((
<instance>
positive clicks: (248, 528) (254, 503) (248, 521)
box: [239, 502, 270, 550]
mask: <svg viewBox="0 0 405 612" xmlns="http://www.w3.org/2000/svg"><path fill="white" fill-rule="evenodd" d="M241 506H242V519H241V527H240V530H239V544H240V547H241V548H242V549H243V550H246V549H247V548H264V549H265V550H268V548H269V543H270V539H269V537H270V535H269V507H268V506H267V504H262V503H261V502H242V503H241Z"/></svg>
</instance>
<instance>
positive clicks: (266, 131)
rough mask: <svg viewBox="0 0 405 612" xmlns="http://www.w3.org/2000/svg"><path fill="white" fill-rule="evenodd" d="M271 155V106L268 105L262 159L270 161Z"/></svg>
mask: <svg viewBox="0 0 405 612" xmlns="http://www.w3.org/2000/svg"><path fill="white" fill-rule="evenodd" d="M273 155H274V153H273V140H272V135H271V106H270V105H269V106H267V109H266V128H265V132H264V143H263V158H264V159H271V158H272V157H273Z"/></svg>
))
:: Task directions ::
Please recast the stretch of lines from the start through the line containing "box: [239, 502, 270, 550]" as a Markdown table with columns n and Line, one numbered row per line, leaving out blank lines.

:: Answer to the problem ::
| n | Line |
|---|---|
| 1 | <instance> |
| 2 | positive clicks: (248, 528) (254, 503) (248, 521) |
| 3 | box: [239, 502, 270, 550] |